* Begin DATASET RECORDS *
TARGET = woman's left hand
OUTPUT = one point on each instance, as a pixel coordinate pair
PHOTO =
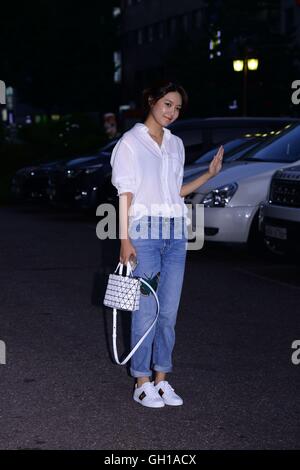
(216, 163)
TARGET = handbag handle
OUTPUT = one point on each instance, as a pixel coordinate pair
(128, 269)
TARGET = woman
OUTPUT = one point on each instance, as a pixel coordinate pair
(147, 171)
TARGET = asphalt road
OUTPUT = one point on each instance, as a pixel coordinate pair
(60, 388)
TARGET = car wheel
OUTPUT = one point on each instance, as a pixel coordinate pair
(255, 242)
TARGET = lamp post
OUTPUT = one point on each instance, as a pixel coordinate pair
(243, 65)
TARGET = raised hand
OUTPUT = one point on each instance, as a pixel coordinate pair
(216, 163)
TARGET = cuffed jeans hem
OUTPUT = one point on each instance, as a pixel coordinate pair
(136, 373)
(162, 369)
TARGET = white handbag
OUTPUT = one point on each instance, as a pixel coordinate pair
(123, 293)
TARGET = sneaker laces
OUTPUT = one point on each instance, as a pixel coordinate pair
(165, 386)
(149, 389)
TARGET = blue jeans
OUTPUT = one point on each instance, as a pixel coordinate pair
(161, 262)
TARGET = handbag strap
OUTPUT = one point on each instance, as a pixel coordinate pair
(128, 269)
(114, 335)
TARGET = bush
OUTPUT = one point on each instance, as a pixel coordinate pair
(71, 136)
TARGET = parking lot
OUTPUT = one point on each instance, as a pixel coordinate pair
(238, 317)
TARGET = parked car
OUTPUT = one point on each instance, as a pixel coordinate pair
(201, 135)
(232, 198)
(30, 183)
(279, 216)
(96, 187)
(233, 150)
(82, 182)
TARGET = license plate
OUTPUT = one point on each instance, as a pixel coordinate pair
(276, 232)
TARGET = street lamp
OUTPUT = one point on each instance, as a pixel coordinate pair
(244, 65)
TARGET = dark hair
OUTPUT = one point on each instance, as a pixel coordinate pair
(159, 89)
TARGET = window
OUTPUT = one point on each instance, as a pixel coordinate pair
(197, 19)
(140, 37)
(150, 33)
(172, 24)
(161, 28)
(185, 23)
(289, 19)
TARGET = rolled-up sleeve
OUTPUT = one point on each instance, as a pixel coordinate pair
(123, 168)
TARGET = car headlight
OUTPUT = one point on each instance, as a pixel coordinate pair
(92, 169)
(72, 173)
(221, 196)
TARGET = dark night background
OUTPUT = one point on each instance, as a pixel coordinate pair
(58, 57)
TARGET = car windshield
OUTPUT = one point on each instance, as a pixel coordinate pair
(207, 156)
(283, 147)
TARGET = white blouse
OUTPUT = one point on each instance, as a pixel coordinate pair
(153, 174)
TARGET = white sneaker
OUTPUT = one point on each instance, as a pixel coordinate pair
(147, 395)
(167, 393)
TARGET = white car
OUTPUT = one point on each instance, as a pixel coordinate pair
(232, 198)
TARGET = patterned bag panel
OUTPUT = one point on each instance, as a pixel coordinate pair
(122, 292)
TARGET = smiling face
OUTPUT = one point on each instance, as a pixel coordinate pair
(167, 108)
* End DATASET RECORDS *
* Begin DATASET RECORDS *
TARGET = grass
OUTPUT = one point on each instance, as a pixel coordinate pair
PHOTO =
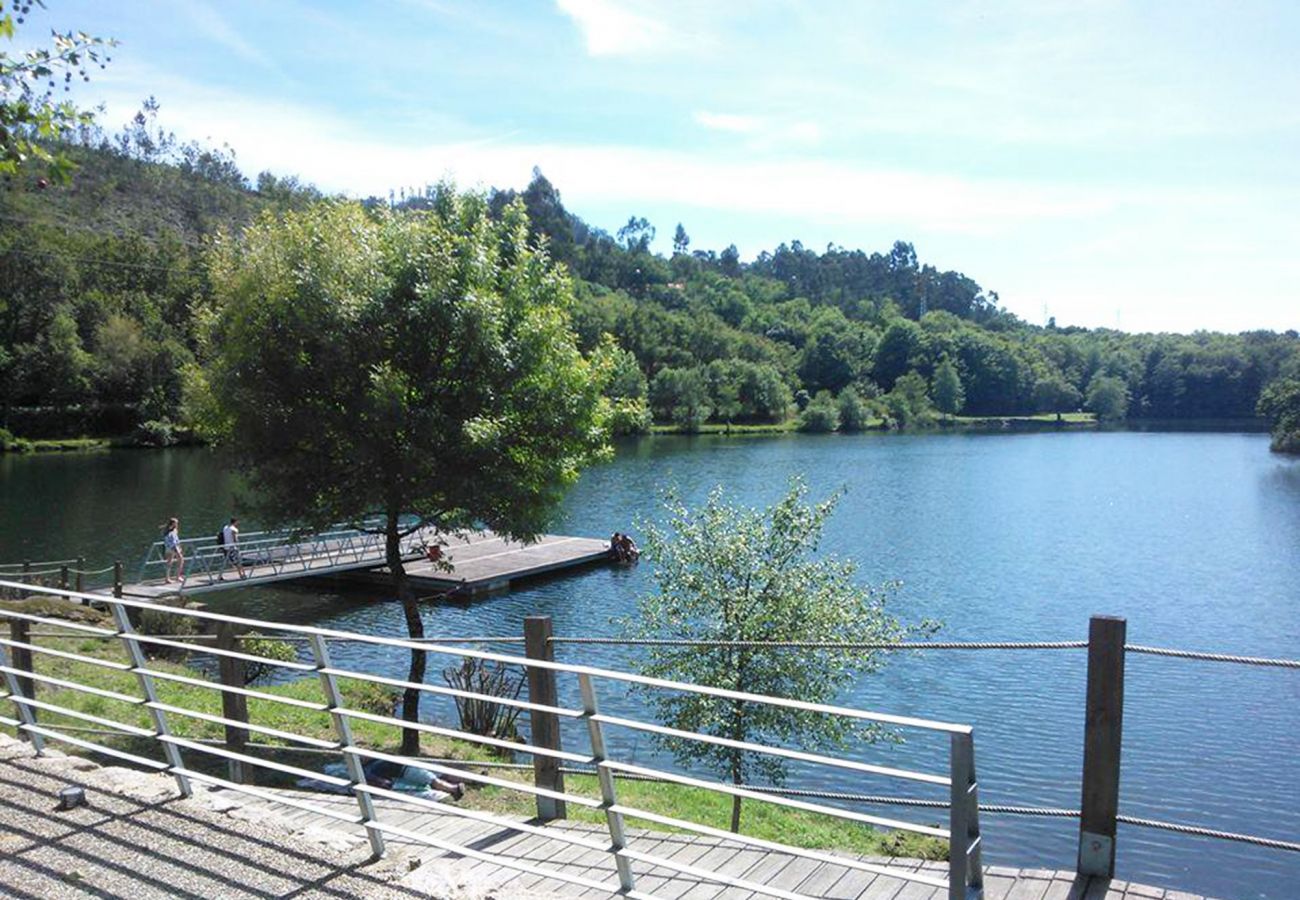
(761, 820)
* End DATASET RECORDS *
- _EXERCISE PROMPT_: Extract each line of the records above that contains the string "woman", treating uppercase and lowercase letters as distinct.

- _SOLUTION FOR THIS PROBLEM_:
TARGET = woman's left hand
TARGET = woman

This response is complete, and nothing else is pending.